(Data entries)
Segment Open

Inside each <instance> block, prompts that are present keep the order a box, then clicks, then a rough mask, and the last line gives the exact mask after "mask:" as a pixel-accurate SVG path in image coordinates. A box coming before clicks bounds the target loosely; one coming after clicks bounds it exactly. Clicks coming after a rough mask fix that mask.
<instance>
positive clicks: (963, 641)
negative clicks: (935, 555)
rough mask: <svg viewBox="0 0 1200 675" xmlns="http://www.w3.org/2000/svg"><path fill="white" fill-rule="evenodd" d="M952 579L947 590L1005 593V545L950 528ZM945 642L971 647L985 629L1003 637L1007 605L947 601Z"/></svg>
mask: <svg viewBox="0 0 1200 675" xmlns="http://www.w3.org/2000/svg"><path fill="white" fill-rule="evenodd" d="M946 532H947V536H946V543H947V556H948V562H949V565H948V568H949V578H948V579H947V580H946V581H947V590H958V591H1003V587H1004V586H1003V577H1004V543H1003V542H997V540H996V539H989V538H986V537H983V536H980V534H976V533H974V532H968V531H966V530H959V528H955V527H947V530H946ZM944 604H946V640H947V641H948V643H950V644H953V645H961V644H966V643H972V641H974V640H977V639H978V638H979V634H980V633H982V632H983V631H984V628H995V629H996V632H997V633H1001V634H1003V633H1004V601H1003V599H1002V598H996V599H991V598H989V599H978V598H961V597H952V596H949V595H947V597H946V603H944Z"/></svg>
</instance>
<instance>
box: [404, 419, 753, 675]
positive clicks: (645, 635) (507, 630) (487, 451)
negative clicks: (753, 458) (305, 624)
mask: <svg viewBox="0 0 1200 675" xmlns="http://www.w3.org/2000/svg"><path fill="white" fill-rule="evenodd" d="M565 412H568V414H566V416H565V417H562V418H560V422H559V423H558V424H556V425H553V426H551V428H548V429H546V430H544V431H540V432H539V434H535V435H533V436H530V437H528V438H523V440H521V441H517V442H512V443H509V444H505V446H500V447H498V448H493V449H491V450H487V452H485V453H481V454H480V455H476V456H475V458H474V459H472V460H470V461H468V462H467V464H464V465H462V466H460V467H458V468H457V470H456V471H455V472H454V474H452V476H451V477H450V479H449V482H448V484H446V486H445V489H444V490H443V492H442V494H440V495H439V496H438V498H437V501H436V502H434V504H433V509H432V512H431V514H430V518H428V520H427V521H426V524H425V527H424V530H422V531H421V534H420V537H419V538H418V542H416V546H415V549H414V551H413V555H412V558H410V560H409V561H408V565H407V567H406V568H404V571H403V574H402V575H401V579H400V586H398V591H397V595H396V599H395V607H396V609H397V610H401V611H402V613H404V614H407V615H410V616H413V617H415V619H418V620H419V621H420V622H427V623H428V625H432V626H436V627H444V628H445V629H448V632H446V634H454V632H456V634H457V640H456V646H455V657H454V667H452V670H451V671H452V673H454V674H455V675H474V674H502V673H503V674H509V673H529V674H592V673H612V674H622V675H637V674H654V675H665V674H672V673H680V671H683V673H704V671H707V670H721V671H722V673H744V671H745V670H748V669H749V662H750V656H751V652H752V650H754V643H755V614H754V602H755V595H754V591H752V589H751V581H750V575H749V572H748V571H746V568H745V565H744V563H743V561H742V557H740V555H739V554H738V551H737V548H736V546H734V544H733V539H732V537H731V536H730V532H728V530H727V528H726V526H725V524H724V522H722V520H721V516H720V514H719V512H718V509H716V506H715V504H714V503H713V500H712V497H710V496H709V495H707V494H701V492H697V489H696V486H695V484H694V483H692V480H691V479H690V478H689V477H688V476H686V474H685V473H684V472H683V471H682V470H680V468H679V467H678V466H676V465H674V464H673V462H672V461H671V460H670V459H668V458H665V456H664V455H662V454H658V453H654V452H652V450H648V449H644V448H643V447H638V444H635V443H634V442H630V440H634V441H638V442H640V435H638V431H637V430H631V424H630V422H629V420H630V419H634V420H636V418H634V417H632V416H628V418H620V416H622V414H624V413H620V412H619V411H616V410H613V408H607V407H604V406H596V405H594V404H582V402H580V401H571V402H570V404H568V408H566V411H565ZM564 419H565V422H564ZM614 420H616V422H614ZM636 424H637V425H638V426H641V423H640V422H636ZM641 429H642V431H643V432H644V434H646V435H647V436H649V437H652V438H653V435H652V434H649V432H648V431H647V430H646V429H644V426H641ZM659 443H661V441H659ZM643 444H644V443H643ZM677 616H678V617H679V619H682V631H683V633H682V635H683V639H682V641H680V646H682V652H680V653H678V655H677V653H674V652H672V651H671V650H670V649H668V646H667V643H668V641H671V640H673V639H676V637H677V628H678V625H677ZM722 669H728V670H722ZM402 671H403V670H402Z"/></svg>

Segment Closed

Convert all of the data entries above into a JSON list of strings with one string per line, omitting blank lines.

[
  "Inside each <instance> block, prompts that are present keep the order a box, then clicks, then a rough mask, and the last line gives the exact mask after \"mask:\" as a pixel-accurate SVG path in image coordinates. A box coming before clicks bounds the target loosely; one coming after clicks bounds it exactly. Clicks coming after a rough mask fix that mask.",
  "<instance>",
  "positive clicks: (963, 641)",
  "negative clicks: (935, 555)",
  "rough mask: <svg viewBox=\"0 0 1200 675\" xmlns=\"http://www.w3.org/2000/svg\"><path fill=\"white\" fill-rule=\"evenodd\" d=\"M952 579L947 590L1005 593V545L950 528ZM945 642L971 647L985 629L1003 637L1007 605L947 601Z\"/></svg>",
  "mask: <svg viewBox=\"0 0 1200 675\" xmlns=\"http://www.w3.org/2000/svg\"><path fill=\"white\" fill-rule=\"evenodd\" d=\"M946 532H947V536H946V543H947V556H948V562H949V565H948V568H949V578H948V579H947V580H946V581H947V590H958V591H1003V587H1004V586H1003V577H1004V543H1003V542H997V540H996V539H989V538H986V537H983V536H980V534H976V533H974V532H968V531H966V530H959V528H955V527H947V530H946ZM944 604H946V640H947V641H948V643H950V644H953V645H961V644H966V643H972V641H974V640H977V639H978V638H979V634H980V633H982V632H983V631H984V628H995V629H996V632H997V633H1001V634H1003V633H1004V601H1003V599H1002V598H996V599H991V598H989V599H978V598H961V597H952V596H949V595H947V597H946V603H944Z\"/></svg>",
  "</instance>",
  "<instance>",
  "box: [404, 419, 753, 675]",
  "positive clicks: (645, 635) (507, 630) (487, 451)",
  "negative clicks: (753, 458) (305, 624)",
  "mask: <svg viewBox=\"0 0 1200 675\" xmlns=\"http://www.w3.org/2000/svg\"><path fill=\"white\" fill-rule=\"evenodd\" d=\"M565 412H568V414H566V416H565V417H562V418H560V422H559V423H558V424H556V425H553V426H551V428H548V429H546V430H544V431H540V432H539V434H535V435H533V436H530V437H528V438H523V440H521V441H517V442H512V443H509V444H505V446H500V447H498V448H493V449H491V450H487V452H485V453H481V454H480V455H476V456H475V458H474V459H472V460H470V461H468V462H467V464H464V465H462V466H460V467H458V468H457V470H456V471H455V472H454V474H452V476H451V477H450V479H449V482H448V484H446V486H445V489H444V490H443V492H442V494H440V495H439V496H438V498H437V501H436V502H434V504H433V509H432V512H431V514H430V518H428V520H427V521H426V524H425V527H424V530H422V531H421V534H420V537H419V538H418V542H416V546H415V549H414V551H413V555H412V558H410V560H409V561H408V565H407V567H406V568H404V571H403V574H402V575H401V579H400V586H398V591H397V595H396V599H395V607H396V609H397V610H401V611H402V613H404V614H407V615H410V616H413V617H415V619H418V620H419V621H420V622H427V623H428V625H432V626H436V627H444V628H445V629H448V632H446V634H454V632H456V634H457V640H456V646H455V657H454V667H452V670H451V671H452V673H454V674H455V675H474V674H502V673H503V674H509V673H529V674H592V673H612V674H622V675H637V674H654V675H665V674H672V673H680V671H683V673H704V671H707V670H721V671H722V673H744V671H745V670H748V669H749V662H750V656H751V652H752V650H754V643H755V614H754V602H755V595H754V591H752V589H751V581H750V575H749V572H748V571H746V568H745V565H744V563H743V561H742V557H740V555H739V554H738V551H737V548H736V546H734V544H733V539H732V537H731V536H730V532H728V530H727V528H726V526H725V524H724V522H722V520H721V516H720V514H719V512H718V509H716V506H715V504H714V503H713V500H712V497H710V496H709V495H707V494H701V492H697V489H696V486H695V484H694V483H692V480H691V479H690V478H689V477H688V476H686V474H685V473H684V472H683V471H682V470H680V468H679V467H678V466H676V465H674V464H673V462H672V461H671V460H670V459H668V458H665V456H664V455H662V454H658V453H654V452H652V450H648V449H644V448H643V447H638V444H635V443H634V442H630V440H634V441H638V442H640V435H638V431H637V430H631V424H630V422H629V420H630V419H634V420H636V418H634V417H632V416H628V418H620V416H622V414H624V413H620V412H619V411H616V410H613V408H607V407H604V406H596V405H594V404H582V402H580V401H571V402H570V404H568V408H566V411H565ZM564 419H565V422H564ZM614 420H616V422H614ZM636 424H637V425H638V426H641V423H640V422H636ZM641 429H642V431H643V432H644V434H646V435H647V436H649V437H652V438H653V435H652V434H649V432H648V431H647V430H646V429H644V426H641ZM659 443H661V441H659ZM643 444H644V443H643ZM677 616H678V617H679V619H682V631H683V633H682V635H683V639H682V641H680V646H682V652H680V653H678V655H677V653H674V652H672V651H671V650H670V649H668V646H667V643H668V641H671V640H673V639H676V637H677V628H678V625H677ZM722 669H728V670H722ZM402 671H403V670H402Z\"/></svg>"
]